WORK TO COMPLETE |
Could you write out each entry exactly as it reads?

--

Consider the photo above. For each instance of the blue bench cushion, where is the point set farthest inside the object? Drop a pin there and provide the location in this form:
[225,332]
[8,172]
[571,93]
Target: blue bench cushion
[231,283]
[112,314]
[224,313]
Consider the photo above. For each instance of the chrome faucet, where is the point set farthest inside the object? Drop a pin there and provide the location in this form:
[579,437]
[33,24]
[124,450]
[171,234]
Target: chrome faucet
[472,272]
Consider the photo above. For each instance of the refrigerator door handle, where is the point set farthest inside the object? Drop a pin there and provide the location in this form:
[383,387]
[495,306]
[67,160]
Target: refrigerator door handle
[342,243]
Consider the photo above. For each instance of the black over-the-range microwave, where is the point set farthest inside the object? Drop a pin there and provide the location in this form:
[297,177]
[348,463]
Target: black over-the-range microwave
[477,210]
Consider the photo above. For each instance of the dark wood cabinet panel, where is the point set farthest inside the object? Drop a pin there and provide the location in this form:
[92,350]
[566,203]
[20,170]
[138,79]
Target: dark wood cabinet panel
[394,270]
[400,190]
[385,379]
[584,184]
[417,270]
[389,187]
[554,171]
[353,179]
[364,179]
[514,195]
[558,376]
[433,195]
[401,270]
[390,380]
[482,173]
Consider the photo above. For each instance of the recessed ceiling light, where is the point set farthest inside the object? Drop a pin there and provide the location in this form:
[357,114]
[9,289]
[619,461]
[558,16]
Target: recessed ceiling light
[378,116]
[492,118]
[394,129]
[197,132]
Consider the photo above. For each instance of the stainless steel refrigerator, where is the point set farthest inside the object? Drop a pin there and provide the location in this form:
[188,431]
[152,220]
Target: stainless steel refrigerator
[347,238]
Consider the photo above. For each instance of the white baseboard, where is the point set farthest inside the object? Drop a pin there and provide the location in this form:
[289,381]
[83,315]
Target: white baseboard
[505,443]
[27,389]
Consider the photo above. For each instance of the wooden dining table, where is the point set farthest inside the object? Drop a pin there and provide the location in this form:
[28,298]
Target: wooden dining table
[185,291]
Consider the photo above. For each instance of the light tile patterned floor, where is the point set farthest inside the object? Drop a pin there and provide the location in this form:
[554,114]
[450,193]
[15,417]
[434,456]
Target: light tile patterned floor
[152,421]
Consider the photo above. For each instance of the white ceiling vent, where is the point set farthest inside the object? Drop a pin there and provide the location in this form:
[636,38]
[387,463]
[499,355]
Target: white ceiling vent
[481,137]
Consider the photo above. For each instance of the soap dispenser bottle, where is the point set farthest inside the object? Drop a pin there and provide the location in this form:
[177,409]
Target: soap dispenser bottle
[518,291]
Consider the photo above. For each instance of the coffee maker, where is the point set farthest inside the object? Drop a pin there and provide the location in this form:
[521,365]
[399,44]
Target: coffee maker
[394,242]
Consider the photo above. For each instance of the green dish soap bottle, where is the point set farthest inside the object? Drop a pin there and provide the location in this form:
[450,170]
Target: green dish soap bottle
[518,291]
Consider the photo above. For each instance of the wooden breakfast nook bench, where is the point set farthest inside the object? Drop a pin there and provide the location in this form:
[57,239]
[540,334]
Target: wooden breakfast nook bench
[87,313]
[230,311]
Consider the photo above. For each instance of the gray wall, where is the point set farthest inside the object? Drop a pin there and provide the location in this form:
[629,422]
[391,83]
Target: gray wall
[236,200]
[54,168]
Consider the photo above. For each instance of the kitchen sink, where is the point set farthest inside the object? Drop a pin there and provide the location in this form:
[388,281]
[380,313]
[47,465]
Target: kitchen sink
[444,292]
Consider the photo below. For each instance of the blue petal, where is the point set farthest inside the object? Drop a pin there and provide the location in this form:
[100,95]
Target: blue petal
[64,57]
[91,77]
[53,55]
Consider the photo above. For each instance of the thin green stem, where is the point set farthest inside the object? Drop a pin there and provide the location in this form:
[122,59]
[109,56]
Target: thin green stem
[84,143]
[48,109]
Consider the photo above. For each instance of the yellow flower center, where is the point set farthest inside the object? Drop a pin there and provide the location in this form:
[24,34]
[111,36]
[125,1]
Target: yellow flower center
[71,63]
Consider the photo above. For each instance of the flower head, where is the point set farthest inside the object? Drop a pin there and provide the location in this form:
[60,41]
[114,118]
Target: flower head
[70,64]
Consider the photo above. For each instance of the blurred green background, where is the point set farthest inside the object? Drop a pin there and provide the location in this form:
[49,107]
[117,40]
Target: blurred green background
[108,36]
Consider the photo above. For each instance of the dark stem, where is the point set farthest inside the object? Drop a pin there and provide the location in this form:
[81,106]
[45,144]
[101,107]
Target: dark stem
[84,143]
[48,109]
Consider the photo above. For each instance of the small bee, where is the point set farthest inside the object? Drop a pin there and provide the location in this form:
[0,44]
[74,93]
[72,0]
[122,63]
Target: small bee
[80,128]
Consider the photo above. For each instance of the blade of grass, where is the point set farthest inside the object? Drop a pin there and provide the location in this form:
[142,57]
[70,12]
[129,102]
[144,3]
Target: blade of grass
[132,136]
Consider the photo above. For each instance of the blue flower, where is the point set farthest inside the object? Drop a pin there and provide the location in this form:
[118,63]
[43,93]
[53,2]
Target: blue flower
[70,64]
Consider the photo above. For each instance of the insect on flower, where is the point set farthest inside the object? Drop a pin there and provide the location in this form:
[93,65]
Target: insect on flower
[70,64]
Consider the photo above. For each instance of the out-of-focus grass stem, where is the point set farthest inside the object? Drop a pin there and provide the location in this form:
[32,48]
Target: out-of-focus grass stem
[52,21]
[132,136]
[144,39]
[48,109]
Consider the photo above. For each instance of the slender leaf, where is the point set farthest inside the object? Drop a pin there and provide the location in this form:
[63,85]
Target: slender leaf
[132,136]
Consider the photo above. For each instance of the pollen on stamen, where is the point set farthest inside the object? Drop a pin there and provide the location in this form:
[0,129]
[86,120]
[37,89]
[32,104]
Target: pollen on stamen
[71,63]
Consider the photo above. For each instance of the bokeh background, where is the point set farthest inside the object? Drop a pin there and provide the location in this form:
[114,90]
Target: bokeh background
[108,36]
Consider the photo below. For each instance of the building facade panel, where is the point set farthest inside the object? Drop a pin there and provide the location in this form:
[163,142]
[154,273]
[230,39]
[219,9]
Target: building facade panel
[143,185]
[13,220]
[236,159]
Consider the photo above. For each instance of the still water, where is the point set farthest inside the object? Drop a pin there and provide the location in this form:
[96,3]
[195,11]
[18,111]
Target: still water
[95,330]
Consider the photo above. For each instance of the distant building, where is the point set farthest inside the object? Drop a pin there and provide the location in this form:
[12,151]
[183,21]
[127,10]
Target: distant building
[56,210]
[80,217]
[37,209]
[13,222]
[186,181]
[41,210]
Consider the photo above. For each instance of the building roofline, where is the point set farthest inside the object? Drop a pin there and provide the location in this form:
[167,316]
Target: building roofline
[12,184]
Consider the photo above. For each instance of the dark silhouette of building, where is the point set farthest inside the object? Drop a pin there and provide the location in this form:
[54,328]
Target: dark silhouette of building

--

ANSWER TO THIS EXERCISE |
Consider the photo above. For each instance of the blue bench cushion, where is the point set farthest inside the object? Drop a pin there and provide the location in this form:
[225,332]
[8,172]
[571,93]
Target: blue bench cushion
[231,283]
[112,314]
[224,313]
Consider the photo above. For each instance of the chrome faucet, where is the point set farthest inside the object? Drop a pin there and provide the location in this form:
[579,437]
[33,24]
[124,450]
[171,234]
Target: chrome faucet
[472,272]
Consider the photo above. For each instance of the refrigerator door handle, where is the point set farthest inside the object? Drop a pin there and provide the location in this form:
[383,387]
[495,306]
[67,160]
Target: refrigerator door handle
[342,243]
Consider the photo above. For each instance of the black over-the-range microwave, where is the point set farthest inside the object? Drop a pin there and provide the location in this form:
[297,177]
[348,463]
Target: black over-the-range microwave
[477,210]
Consider the photo above. For each instance of the dark wood cabinet panel, where is the point set farthest inside the object? Drop a pin there and provide the location in this form:
[92,350]
[566,203]
[20,170]
[138,79]
Target: dark wood cabinet panel
[394,270]
[400,190]
[385,379]
[584,184]
[417,270]
[389,187]
[554,171]
[353,179]
[364,179]
[514,195]
[558,376]
[433,195]
[401,270]
[390,380]
[482,173]
Consider the photo above. For each instance of the recessed ceiling light, where is the point set farthest inside the object? Drop a pin there and provide the location in this form:
[357,114]
[9,289]
[619,461]
[558,16]
Target: recessed ceiling light
[378,116]
[492,118]
[394,129]
[197,132]
Consider the photo above. For each instance of the stainless steel refrigerator, where is the point set farthest inside the object? Drop a pin there and provide the location in this form:
[188,431]
[152,220]
Target: stainless steel refrigerator
[347,238]
Consider the photo above. For each instance of the white baseboard, where is the point set farthest inside the object? Drop a pin there and provide the location in this form:
[289,381]
[83,315]
Target: white baseboard
[505,443]
[27,389]
Consider the photo above. For each instance of the wooden dining table, where is the point set farthest inside the object? Drop a pin there and provide the location in this form:
[28,298]
Target: wooden dining table
[185,291]
Consider the photo above. For each instance of the light tile patterned floor, where is the point set farthest inside the object? Drop a pin there and provide the location in this form:
[554,114]
[450,193]
[15,417]
[434,456]
Target: light tile patterned floor
[152,421]
Consider the photo above. For each instance of the white ceiling vent, where is the point set farthest inside the object? Drop a pin there and provide the location in this form:
[636,38]
[387,463]
[499,355]
Target: white ceiling vent
[481,137]
Consider the photo above. For each instance of the soap dispenser bottle, where is the point set farthest inside the object? Drop a pin there and provide the location in this form:
[177,409]
Target: soap dispenser bottle
[518,291]
Consider the photo above. For each instance of the coffee maker, where is the point set farthest inside the object? Drop a pin there and provide the location in this form:
[521,365]
[399,44]
Target: coffee maker
[394,242]
Consider the photo above. For each instance of the green dish soap bottle, where is the point set farthest inside the object? Drop a pin there and provide the location in this form:
[450,170]
Target: green dish soap bottle
[518,291]
Consider the photo above. For each instance of the wooden breakfast nook bench, where is the point set farthest inside the object? Drop a pin there and provide the location in this form:
[57,239]
[540,334]
Target: wooden breakfast nook bench
[87,313]
[230,311]
Consider the photo above. For each instance of the gray wall, where is the point set farthest inside the object? Drop a pin there and provide the location in this form:
[629,422]
[391,83]
Target: gray wall
[236,200]
[54,168]
Consider the photo above. For each instance of the kitchen sink, where is the point set farthest inside the object? Drop a pin there and provide the location in this form:
[388,281]
[380,313]
[47,465]
Target: kitchen sink
[444,292]
Consider the photo below. For each instance of the blue petal, where is the point set farthest inside the object? Drop a pin there and provide the location in this form:
[100,95]
Target: blue petal
[64,57]
[91,77]
[53,55]
Consider the photo above. For each instance of the thin green stem, where is the point set farthest inside the object? Drop a pin there and provide the location in this form:
[122,59]
[109,56]
Target: thin green stem
[84,143]
[48,109]
Consider the photo above. For each instance of the yellow flower center, where is the point set farthest inside the object? Drop a pin there and provide the location in this form:
[24,34]
[111,36]
[125,1]
Target: yellow flower center
[71,63]
Consider the photo above. For each instance of the flower head, where is the point set farthest inside the object? Drop a pin there and provide the location in this form:
[60,41]
[114,118]
Target: flower head
[70,64]
Consider the photo above. For each instance of the blurred green background, where is the point set farthest inside the object? Drop a pin there and provide the location in this form:
[49,107]
[117,40]
Target: blurred green background
[108,36]
Consider the photo above. For each instance of the dark stem, where is the point set farthest inside the object? Drop a pin there and provide the location in this form:
[81,106]
[45,144]
[101,107]
Target: dark stem
[84,143]
[48,109]
Consider the photo above. For each instance of the small bee, where is the point set farthest inside the object? Drop a pin there and provide the location in this form:
[0,44]
[74,93]
[72,0]
[122,63]
Target: small bee
[80,128]
Consider the photo above. For each instance of the blade of grass, where is the point set farthest inside the object? Drop a pin there and provide the location in this form:
[142,57]
[70,12]
[129,102]
[144,3]
Target: blade of grass
[132,136]
Consider the photo above. For each instance of the blue flower, where is the point set farthest inside the object? Drop a pin there and provide the location in this form:
[118,63]
[43,93]
[53,2]
Target: blue flower
[70,64]
Consider the photo above. For each instance of the insect on flower, where is the point set farthest inside the object? Drop a pin there and provide the location in this form:
[93,65]
Target: insect on flower
[70,64]
Consider the photo above. For each instance of the out-of-focus grass stem, where is the point set farthest inside the object? Drop a pin there and provide the location in this form:
[32,48]
Target: out-of-focus grass stem
[52,21]
[132,136]
[144,39]
[48,109]
Consider the photo above. For each instance of the slender leaf, where is the point set farthest inside the object? Drop a pin there and provide the location in this form:
[63,85]
Target: slender leaf
[132,136]
Consider the photo above. For each instance of the pollen on stamen, where is the point set farthest inside the object? Drop a pin there and provide the location in this form:
[0,129]
[86,120]
[37,89]
[32,104]
Target: pollen on stamen
[71,63]
Consider the photo above. For each instance of the bokeh background, where is the point set farthest inside the object? Drop a pin there and provide the location in this form:
[114,90]
Target: bokeh background
[108,36]
Consider the photo below. For each instance of the building facade panel, where is the point set farthest inside the object? Drop a pin there and provide the location in this form:
[163,142]
[154,273]
[230,39]
[219,9]
Target: building facade panel
[143,185]
[13,220]
[236,159]
Consider the photo above. For each instance of the still water, where is the point set farthest inside the object? Drop a pin there and provide the location in this form:
[96,3]
[195,11]
[18,111]
Target: still water
[95,330]
Consider the photo above. For each instance of the distant building, where is the point set farthest inside the object? Drop a pin there and provide the location in this form:
[12,151]
[183,21]
[127,10]
Target: distant building
[56,210]
[80,217]
[37,209]
[13,222]
[186,181]
[41,210]
Consider the photo above. For each instance of the building roofline, where is the point set farthest inside the object? Drop a pin there and provide the location in this form:
[167,316]
Target: building roofline
[12,184]
Consider the photo above. For each instance of the dark silhouette of building, where is the point set farthest inside the object? Drop a pin there and provide the location in this form:
[54,328]
Target: dark silhouette of building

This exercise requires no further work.